Stored data entries
* * *
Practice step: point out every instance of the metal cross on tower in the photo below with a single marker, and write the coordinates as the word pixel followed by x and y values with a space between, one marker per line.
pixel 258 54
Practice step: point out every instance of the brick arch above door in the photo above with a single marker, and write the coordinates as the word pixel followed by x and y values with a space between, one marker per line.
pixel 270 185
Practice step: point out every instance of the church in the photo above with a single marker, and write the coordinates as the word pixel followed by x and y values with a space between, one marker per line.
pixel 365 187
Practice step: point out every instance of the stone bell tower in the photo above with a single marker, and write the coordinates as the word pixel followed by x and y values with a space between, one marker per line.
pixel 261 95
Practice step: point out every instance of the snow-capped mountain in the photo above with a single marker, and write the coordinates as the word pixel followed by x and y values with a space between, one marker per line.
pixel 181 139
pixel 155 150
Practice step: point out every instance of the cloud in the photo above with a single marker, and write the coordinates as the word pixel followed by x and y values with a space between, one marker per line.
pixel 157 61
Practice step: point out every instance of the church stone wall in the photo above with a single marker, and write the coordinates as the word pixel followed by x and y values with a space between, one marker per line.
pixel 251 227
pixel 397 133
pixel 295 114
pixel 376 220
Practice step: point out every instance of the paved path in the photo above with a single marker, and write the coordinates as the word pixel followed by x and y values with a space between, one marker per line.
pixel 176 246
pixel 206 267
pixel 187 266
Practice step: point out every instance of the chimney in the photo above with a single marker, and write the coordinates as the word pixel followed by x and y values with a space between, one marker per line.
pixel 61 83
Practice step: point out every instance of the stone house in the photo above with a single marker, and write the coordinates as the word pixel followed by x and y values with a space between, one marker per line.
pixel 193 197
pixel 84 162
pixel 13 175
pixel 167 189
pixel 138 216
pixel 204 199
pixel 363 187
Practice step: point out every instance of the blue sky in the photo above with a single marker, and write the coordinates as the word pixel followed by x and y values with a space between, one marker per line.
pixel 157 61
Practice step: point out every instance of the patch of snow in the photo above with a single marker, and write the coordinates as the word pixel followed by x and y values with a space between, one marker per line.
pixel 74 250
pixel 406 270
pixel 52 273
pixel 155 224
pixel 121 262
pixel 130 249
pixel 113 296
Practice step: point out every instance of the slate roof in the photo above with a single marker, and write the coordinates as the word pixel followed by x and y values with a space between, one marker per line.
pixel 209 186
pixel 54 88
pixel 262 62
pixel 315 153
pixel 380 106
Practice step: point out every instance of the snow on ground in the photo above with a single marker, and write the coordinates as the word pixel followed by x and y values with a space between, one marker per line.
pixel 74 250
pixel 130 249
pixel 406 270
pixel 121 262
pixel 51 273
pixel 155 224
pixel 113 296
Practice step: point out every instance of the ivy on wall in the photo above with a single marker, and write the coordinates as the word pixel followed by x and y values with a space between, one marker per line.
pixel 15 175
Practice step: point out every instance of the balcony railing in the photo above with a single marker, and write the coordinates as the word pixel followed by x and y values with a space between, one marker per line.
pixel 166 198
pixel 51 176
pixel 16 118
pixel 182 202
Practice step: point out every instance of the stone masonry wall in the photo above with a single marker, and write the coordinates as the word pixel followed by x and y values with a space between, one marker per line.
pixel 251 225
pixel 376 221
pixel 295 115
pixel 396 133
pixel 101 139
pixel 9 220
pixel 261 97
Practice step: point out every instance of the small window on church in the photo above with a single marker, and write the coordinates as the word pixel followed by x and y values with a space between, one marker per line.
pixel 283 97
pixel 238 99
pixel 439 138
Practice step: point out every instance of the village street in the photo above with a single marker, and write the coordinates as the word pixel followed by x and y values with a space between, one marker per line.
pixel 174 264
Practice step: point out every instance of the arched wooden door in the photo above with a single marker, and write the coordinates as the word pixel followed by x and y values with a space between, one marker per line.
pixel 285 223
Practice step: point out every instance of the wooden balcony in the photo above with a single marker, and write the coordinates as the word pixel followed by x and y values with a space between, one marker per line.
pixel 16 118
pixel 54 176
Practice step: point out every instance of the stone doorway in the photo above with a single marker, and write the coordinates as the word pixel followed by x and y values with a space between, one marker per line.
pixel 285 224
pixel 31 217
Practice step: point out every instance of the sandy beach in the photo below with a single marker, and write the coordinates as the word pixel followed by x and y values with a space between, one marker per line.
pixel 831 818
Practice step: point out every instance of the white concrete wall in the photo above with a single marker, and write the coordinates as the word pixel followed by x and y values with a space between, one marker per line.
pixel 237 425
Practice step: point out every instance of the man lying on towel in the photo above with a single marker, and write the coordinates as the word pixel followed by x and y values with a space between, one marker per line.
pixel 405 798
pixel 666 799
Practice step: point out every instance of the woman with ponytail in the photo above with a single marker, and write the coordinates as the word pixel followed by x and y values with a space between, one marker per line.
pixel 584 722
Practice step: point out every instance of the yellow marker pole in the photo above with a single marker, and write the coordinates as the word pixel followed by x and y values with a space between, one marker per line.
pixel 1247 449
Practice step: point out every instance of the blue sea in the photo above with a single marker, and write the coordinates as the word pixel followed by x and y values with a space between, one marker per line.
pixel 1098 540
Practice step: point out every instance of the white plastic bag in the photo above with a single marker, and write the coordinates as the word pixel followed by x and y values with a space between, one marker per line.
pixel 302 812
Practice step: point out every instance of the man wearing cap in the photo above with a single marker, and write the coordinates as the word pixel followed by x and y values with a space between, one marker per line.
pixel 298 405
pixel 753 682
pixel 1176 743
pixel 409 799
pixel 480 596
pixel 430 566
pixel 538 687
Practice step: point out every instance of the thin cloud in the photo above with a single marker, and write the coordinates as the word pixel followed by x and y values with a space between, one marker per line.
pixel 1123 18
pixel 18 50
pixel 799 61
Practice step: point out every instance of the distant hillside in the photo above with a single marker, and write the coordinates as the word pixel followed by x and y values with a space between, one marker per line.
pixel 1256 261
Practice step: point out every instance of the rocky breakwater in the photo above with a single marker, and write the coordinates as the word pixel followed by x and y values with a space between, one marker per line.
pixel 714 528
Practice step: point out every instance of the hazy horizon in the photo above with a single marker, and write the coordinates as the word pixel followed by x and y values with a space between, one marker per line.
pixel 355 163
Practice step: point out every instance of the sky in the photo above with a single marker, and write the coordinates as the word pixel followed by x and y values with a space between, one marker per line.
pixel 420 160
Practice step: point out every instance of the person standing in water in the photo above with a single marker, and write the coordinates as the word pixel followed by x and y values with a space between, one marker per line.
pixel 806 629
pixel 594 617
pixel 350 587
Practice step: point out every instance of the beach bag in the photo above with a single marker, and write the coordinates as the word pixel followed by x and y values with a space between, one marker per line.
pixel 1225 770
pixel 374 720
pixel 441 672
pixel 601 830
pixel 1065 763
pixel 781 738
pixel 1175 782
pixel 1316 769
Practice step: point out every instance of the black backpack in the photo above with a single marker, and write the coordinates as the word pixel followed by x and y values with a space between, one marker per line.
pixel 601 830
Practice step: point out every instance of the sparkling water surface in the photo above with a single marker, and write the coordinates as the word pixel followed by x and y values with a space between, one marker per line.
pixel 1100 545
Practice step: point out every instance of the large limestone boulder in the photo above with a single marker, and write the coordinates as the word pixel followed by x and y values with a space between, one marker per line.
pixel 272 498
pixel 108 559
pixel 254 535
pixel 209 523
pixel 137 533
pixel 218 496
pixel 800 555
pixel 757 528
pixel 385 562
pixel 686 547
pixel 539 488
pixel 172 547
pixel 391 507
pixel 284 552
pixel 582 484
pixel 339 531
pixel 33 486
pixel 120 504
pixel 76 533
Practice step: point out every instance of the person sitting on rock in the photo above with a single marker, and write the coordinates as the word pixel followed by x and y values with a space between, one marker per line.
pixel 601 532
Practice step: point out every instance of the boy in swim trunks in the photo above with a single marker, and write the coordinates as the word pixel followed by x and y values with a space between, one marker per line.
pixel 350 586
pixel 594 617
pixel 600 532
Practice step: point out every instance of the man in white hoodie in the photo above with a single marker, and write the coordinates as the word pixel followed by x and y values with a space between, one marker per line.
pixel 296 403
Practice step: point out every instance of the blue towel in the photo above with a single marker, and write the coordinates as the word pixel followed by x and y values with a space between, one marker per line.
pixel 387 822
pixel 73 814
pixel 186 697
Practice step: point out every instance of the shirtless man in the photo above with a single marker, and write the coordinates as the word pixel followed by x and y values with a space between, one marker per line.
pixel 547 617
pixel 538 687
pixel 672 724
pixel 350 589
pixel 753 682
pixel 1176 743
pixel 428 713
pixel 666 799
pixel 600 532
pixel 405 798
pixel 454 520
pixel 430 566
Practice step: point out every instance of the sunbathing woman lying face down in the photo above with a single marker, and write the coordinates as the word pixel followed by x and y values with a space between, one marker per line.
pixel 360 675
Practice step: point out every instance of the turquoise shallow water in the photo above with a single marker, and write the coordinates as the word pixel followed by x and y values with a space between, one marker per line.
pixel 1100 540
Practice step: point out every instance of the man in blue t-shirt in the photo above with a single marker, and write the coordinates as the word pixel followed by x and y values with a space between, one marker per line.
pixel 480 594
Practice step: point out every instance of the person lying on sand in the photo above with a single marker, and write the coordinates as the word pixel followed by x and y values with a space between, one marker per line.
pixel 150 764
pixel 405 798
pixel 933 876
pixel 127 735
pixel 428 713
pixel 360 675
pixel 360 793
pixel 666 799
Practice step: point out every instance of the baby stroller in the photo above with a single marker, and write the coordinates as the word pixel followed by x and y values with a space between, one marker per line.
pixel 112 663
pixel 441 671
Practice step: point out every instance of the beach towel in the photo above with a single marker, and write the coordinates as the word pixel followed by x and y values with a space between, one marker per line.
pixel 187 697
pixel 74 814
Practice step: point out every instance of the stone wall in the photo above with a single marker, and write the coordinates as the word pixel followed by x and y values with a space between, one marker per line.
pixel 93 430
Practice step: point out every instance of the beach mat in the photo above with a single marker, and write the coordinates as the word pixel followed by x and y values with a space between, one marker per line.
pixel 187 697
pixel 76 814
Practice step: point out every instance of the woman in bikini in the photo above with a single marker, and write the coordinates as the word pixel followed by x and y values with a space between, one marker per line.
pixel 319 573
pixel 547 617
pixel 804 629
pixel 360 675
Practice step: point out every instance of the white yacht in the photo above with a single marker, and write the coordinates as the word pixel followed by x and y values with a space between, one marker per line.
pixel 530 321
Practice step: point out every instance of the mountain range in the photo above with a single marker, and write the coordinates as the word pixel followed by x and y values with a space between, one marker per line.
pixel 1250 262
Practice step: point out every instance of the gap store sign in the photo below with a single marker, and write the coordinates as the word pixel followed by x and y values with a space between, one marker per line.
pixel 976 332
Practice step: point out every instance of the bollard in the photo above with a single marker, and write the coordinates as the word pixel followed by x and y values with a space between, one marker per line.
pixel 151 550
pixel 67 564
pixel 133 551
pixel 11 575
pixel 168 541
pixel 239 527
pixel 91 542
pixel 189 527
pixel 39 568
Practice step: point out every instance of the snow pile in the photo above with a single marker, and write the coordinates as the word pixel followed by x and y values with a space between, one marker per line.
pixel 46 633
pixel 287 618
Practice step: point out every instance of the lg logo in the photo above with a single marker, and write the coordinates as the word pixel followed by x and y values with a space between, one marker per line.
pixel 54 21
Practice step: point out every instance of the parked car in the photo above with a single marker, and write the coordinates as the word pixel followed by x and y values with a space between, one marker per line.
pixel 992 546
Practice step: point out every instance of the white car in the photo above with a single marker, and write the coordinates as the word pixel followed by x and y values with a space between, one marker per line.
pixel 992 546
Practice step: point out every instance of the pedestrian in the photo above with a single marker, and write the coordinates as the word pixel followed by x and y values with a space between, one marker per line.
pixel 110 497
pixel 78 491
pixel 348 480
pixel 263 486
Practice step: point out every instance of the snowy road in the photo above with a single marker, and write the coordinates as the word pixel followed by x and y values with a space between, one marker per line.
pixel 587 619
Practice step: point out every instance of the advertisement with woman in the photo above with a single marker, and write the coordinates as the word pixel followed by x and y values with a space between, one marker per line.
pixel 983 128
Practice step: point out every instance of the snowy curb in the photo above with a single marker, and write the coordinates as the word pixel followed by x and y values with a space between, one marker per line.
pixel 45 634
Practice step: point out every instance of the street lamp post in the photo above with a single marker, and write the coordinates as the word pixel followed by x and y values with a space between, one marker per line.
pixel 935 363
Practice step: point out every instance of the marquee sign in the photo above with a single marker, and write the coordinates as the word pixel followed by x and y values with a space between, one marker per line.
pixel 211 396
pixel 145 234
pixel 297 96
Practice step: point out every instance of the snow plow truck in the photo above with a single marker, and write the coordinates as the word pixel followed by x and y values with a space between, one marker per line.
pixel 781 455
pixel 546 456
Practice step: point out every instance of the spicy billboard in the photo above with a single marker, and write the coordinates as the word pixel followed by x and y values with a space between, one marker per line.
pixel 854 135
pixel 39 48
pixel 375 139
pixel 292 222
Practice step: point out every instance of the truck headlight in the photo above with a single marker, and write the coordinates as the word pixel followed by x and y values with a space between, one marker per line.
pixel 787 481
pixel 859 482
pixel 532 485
* * *
• **Exercise goal**
Begin with the line containing "Practice step: point out every instance of the marquee" and repeat each line exactly until the records above end.

• **Task response**
Practice step: point out every instance of the marquee sign in the photo above with a single marker, and write the coordinates as the word pixel followed by x and y values with a space between, one marker per line.
pixel 211 396
pixel 145 234
pixel 297 96
Practice step: point out every instance of the snow plow truck in the photo above with a single marker, and write the coordinates as the word pixel followed by x and y values with a space between, one marker per line.
pixel 781 455
pixel 546 456
Practice step: point out every instance of the spicy billboard in the photo above with a single marker, and write the coordinates as the word pixel followed by x and y values with a space between, one marker per line.
pixel 854 135
pixel 39 48
pixel 375 139
pixel 292 222
Practice step: point out every instance of the truck headlight in the photo above with a single marker, and write the coordinates as the word pixel followed by x and y values with a space between, one marker per line.
pixel 787 481
pixel 859 482
pixel 532 485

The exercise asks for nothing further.